## Given text
[Start of section]

Thursday, February 08, 2018

Bermuda "repeals" same-sex marriage.

This is a rather revealing article in the Guardian UK, the pinko paper of record across the pond. Here's the opening:

Bermuda has become the first jurisdiction to legalise and then repeal same-sex marriage, in what critics have called an unprecedented rollback of civil rights by the British territory.

Bermuda's governor has signed into law a bill reversing the right of gay couples to marry, despite a supreme court ruling last year authorising same-sex marriage.

Fairly bursting with outrage, eh? Here's what actually happened:

About half a dozen same-sex marriages that took place in Bermuda between the supreme court ruling in May 2017 and the repeal will continue to be recognised under the new law.

Anyone that was legally married during the time before the new law remains legally married.

But same-sex couples will now have the option only of a registered domestic partnership. Brown said those couples would had "equivalent" rights to married heterosexual couples, including the right to make medical decisions on behalf of one's partner.

Under the law, the rights of "married" people are the same as those with the newly created "domestic partnership."
Meaning, as we all expected, that none of this was ever about rights for gay people.

LGBT civil rights groups said domestic partnerships amounted to a second-class status and it was unprecedented for a jurisdiction to take away the legal right to marriage after it had been granted.

"Governor Rankin and the Bermuda parliament have shamefully made Bermuda the first national territory in the world to repeal marriage equality," said Ty Cobb, director of Human Rights Campaign Global.

[End of section]

## Task 1
Name every person mentioned by name in the blog post about Bermuda's same-sex marriage repeal.
## Task 2
Please carry on the blog post about Bermuda's same-sex marriage repeal, picking up right after its final sentence.

## Data extract
[Start of section]

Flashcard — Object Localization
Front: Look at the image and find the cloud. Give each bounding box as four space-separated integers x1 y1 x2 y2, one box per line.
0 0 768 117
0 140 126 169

[End of section]

## Task answer 1
Brown, Governor Rankin, Ty Cobb

## Task answer 2
"I feel enormously disappointed," said Joe Gibbons, a 64-year-old married gay Bermudian. "This is not equality, and the British government has obviously just said, 'This is not our fight.'"


This is about sticking it to the straights. That's what it has always been about. That and welfare money. Same-sex couples wanted access to spousal payments given to traditional marriages by government. Now they have everything they wanted, and they are screaming all the louder.

Bermuda's Senate and House of Assembly passed the legislation by wide margins in December and a majority of voters opposed same-sex marriage in a referendum.

In Bermuda, the straights stood up for their beliefs and traditions in a way that the Bermudan government could not safely ignore. The people voted, and this is the result.
To the Guardian and the LGBT "community," aka professional activists, the will of the people is of no consequence. A vote of the governed is a mere legal impediment, something to be mocked, scorned and overturned by governmental power as soon as possible.

They don't believe in freedom. They believe you should shut up and do as you're told.